**INSTRUCTIONS FOR THE TASK**
Put the lines below into a JSON list of strings, one string per line, leaving out any blank lines.

--

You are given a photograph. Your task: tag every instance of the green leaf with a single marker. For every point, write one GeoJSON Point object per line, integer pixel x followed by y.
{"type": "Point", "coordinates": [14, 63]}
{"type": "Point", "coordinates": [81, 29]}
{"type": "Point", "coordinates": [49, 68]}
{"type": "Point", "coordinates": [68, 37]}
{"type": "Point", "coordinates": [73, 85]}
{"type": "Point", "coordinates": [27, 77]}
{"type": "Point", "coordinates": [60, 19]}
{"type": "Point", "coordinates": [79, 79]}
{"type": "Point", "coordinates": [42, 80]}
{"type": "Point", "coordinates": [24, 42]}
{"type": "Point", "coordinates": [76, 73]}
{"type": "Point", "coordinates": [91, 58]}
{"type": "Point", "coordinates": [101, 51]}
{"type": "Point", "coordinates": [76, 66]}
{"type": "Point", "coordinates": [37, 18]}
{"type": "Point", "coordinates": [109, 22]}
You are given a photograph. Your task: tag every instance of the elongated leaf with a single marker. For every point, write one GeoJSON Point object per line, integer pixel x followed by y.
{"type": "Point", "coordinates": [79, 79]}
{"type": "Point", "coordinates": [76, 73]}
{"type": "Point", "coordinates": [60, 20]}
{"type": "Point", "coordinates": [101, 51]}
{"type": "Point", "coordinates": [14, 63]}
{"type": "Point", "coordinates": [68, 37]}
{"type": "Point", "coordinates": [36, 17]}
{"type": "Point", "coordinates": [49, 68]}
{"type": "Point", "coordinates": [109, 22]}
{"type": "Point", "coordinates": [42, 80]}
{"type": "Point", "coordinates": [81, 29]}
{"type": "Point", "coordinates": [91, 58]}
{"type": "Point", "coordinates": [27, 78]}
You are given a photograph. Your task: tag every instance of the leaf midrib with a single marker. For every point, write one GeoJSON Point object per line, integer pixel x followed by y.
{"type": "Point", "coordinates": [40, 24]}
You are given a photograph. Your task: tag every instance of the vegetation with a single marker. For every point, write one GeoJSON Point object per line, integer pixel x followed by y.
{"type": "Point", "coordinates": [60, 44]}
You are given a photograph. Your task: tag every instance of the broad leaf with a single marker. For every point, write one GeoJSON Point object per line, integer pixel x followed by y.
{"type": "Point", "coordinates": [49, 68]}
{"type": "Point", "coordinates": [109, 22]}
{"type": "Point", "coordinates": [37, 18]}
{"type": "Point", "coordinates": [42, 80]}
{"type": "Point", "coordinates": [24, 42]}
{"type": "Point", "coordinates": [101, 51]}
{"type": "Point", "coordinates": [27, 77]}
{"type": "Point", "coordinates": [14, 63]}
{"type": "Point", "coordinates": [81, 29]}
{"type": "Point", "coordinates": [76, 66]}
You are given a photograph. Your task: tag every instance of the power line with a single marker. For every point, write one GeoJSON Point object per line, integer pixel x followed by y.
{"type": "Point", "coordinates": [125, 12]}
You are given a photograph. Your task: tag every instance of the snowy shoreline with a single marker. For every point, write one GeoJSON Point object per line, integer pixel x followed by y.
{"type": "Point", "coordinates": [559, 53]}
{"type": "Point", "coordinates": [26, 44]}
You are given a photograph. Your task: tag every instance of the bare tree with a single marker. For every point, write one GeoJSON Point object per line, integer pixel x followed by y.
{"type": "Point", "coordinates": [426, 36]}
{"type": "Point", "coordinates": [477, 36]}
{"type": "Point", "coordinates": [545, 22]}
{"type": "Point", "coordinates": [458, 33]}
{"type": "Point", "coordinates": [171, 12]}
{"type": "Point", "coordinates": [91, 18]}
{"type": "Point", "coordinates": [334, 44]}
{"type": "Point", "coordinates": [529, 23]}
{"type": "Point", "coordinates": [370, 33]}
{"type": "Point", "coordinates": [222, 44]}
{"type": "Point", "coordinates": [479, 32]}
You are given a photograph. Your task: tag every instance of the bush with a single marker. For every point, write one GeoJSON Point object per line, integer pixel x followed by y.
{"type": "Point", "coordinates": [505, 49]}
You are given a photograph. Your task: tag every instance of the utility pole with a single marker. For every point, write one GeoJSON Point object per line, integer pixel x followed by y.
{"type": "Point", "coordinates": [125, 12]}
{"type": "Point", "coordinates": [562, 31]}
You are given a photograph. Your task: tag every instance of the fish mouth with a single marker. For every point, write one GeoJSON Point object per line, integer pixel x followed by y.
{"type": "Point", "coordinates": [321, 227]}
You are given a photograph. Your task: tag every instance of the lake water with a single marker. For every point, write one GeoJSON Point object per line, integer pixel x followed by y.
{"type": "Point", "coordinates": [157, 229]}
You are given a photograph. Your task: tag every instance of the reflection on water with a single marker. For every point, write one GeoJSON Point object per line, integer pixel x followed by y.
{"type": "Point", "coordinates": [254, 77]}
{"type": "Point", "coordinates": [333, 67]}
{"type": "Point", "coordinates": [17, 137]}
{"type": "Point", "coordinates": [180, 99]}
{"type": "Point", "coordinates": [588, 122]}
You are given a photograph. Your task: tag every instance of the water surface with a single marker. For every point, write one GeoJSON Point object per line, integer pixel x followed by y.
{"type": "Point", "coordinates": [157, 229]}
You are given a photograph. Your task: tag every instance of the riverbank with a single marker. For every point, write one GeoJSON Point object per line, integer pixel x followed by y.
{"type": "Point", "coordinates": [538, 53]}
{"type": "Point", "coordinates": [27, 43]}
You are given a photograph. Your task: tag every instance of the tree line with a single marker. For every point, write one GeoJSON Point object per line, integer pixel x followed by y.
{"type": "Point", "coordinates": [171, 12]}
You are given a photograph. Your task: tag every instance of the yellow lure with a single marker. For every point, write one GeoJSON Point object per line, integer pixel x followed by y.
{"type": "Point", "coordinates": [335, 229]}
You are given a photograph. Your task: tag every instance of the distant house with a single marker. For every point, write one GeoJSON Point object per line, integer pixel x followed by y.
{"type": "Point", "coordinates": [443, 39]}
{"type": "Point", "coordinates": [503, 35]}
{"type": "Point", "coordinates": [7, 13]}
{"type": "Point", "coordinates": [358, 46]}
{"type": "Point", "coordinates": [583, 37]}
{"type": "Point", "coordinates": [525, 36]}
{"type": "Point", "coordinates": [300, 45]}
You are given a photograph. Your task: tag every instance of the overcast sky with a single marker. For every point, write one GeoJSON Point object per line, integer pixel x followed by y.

--

**RESULT FOR THIS TASK**
[
  "You are given a photograph. Your task: tag every instance of the green leaf with a single marker. For every point, write one GeoJSON Point object per line, integer pixel x followed by y.",
  "{\"type\": \"Point\", \"coordinates\": [14, 63]}",
  "{\"type\": \"Point\", \"coordinates\": [81, 29]}",
  "{\"type\": \"Point\", \"coordinates\": [49, 68]}",
  "{\"type\": \"Point\", \"coordinates\": [68, 37]}",
  "{\"type\": \"Point\", \"coordinates\": [73, 85]}",
  "{\"type\": \"Point\", \"coordinates\": [27, 77]}",
  "{\"type\": \"Point\", \"coordinates\": [60, 19]}",
  "{\"type\": \"Point\", \"coordinates\": [79, 79]}",
  "{\"type\": \"Point\", \"coordinates\": [42, 80]}",
  "{\"type\": \"Point\", \"coordinates\": [24, 42]}",
  "{\"type\": \"Point\", \"coordinates\": [76, 73]}",
  "{\"type\": \"Point\", \"coordinates\": [91, 58]}",
  "{\"type\": \"Point\", \"coordinates\": [101, 51]}",
  "{\"type\": \"Point\", \"coordinates\": [76, 66]}",
  "{\"type\": \"Point\", \"coordinates\": [37, 18]}",
  "{\"type\": \"Point\", \"coordinates\": [109, 22]}",
  "You are given a photograph. Your task: tag every instance of the elongated leaf with a single marker. For every point, write one GeoJSON Point object per line, integer pixel x followed by y.",
  "{\"type\": \"Point\", \"coordinates\": [79, 79]}",
  "{\"type\": \"Point\", \"coordinates\": [76, 73]}",
  "{\"type\": \"Point\", \"coordinates\": [60, 20]}",
  "{\"type\": \"Point\", \"coordinates\": [101, 51]}",
  "{\"type\": \"Point\", \"coordinates\": [14, 63]}",
  "{\"type\": \"Point\", \"coordinates\": [68, 37]}",
  "{\"type\": \"Point\", \"coordinates\": [36, 17]}",
  "{\"type\": \"Point\", \"coordinates\": [49, 68]}",
  "{\"type\": \"Point\", \"coordinates\": [109, 22]}",
  "{\"type\": \"Point\", \"coordinates\": [42, 80]}",
  "{\"type\": \"Point\", \"coordinates\": [81, 29]}",
  "{\"type\": \"Point\", \"coordinates\": [91, 58]}",
  "{\"type\": \"Point\", \"coordinates\": [27, 78]}",
  "You are given a photograph. Your task: tag every instance of the leaf midrib with a single marker. For every point, write one GeoJSON Point object per line, integer pixel x followed by y.",
  "{\"type\": \"Point\", \"coordinates\": [40, 24]}",
  "You are given a photograph. Your task: tag every instance of the vegetation with a single marker. For every point, write one GeoJSON Point object per line, integer pixel x followed by y.",
  "{\"type\": \"Point\", \"coordinates\": [60, 44]}",
  "You are given a photograph. Your task: tag every instance of the broad leaf with a single marker. For every point, write one GeoJSON Point object per line, integer pixel x followed by y.",
  "{\"type\": \"Point\", \"coordinates\": [49, 68]}",
  "{\"type\": \"Point\", \"coordinates\": [109, 22]}",
  "{\"type\": \"Point\", \"coordinates\": [37, 18]}",
  "{\"type\": \"Point\", \"coordinates\": [42, 80]}",
  "{\"type\": \"Point\", \"coordinates\": [24, 42]}",
  "{\"type\": \"Point\", \"coordinates\": [101, 51]}",
  "{\"type\": \"Point\", \"coordinates\": [27, 77]}",
  "{\"type\": \"Point\", \"coordinates\": [14, 63]}",
  "{\"type\": \"Point\", \"coordinates\": [81, 29]}",
  "{\"type\": \"Point\", \"coordinates\": [76, 66]}",
  "You are given a photograph. Your task: tag every instance of the power line with a single marker. For every point, write one GeoJSON Point object per line, integer pixel x followed by y.",
  "{\"type\": \"Point\", \"coordinates\": [125, 12]}",
  "You are given a photograph. Your task: tag every instance of the snowy shoreline with a single marker. For every point, write one GeoJSON Point object per line, integer pixel x followed by y.",
  "{\"type\": \"Point\", \"coordinates\": [559, 53]}",
  "{\"type\": \"Point\", \"coordinates\": [26, 44]}",
  "You are given a photograph. Your task: tag every instance of the bare tree with a single marker. For every point, write one GeoJSON Point object per line, integer pixel x followed by y.",
  "{\"type\": \"Point\", \"coordinates\": [426, 36]}",
  "{\"type\": \"Point\", \"coordinates\": [477, 36]}",
  "{\"type\": \"Point\", \"coordinates\": [545, 22]}",
  "{\"type\": \"Point\", \"coordinates\": [458, 33]}",
  "{\"type\": \"Point\", \"coordinates\": [171, 12]}",
  "{\"type\": \"Point\", \"coordinates\": [91, 18]}",
  "{\"type\": \"Point\", \"coordinates\": [334, 44]}",
  "{\"type\": \"Point\", \"coordinates\": [529, 23]}",
  "{\"type\": \"Point\", \"coordinates\": [370, 33]}",
  "{\"type\": \"Point\", \"coordinates\": [222, 44]}",
  "{\"type\": \"Point\", \"coordinates\": [479, 32]}",
  "You are given a photograph. Your task: tag every instance of the bush with a single marker. For every point, write one GeoJSON Point object per line, integer pixel x followed by y.",
  "{\"type\": \"Point\", \"coordinates\": [505, 49]}",
  "You are given a photograph. Your task: tag every instance of the utility pole with a single marker. For every point, write one GeoJSON Point object per line, integer pixel x followed by y.",
  "{\"type\": \"Point\", \"coordinates\": [125, 12]}",
  "{\"type\": \"Point\", \"coordinates\": [562, 31]}",
  "You are given a photograph. Your task: tag every instance of the fish mouth with a single marker. For every point, write one GeoJSON Point object per line, integer pixel x followed by y.",
  "{\"type\": \"Point\", \"coordinates\": [321, 227]}",
  "You are given a photograph. Your task: tag every instance of the lake water with a single marker. For every point, write one GeoJSON Point object per line, integer pixel x followed by y.",
  "{\"type\": \"Point\", \"coordinates\": [157, 229]}",
  "You are given a photograph. Your task: tag every instance of the reflection on water with a single marker. For every point, write one GeoJSON Point object per line, integer pixel x followed by y.",
  "{\"type\": \"Point\", \"coordinates\": [254, 77]}",
  "{\"type\": \"Point\", \"coordinates\": [333, 67]}",
  "{\"type\": \"Point\", \"coordinates\": [17, 137]}",
  "{\"type\": \"Point\", \"coordinates\": [180, 99]}",
  "{\"type\": \"Point\", \"coordinates\": [588, 122]}",
  "You are given a photograph. Your task: tag every instance of the water surface with a single marker. For every point, write one GeoJSON Point object per line, integer pixel x followed by y.",
  "{\"type\": \"Point\", \"coordinates\": [157, 229]}",
  "You are given a photograph. Your task: tag every instance of the riverbank with a single marker. For every point, write one GeoJSON Point object per line, integer pixel x followed by y.",
  "{\"type\": \"Point\", \"coordinates\": [538, 53]}",
  "{\"type\": \"Point\", \"coordinates\": [27, 43]}",
  "You are given a photograph. Your task: tag every instance of the tree line with a single marker. For every point, write one GeoJSON Point object per line, integer pixel x followed by y.",
  "{\"type\": \"Point\", \"coordinates\": [171, 12]}",
  "You are given a photograph. Your task: tag every instance of the yellow lure with a single marker. For every point, write one GeoJSON Point object per line, integer pixel x followed by y.",
  "{\"type\": \"Point\", \"coordinates\": [335, 229]}",
  "You are given a photograph. Your task: tag every instance of the distant house with a single marker. For every point, write one GeoJSON Point object per line, integer pixel x followed by y.",
  "{\"type\": \"Point\", \"coordinates\": [443, 39]}",
  "{\"type\": \"Point\", \"coordinates\": [503, 35]}",
  "{\"type\": \"Point\", \"coordinates\": [7, 13]}",
  "{\"type\": \"Point\", \"coordinates\": [358, 46]}",
  "{\"type\": \"Point\", \"coordinates\": [583, 37]}",
  "{\"type\": \"Point\", \"coordinates\": [525, 36]}",
  "{\"type\": \"Point\", \"coordinates\": [300, 45]}",
  "You are given a photograph. Your task: tag every instance of the overcast sky with a single marker. For every point, write one GeoJSON Point object per line, integer pixel x followed by y."
]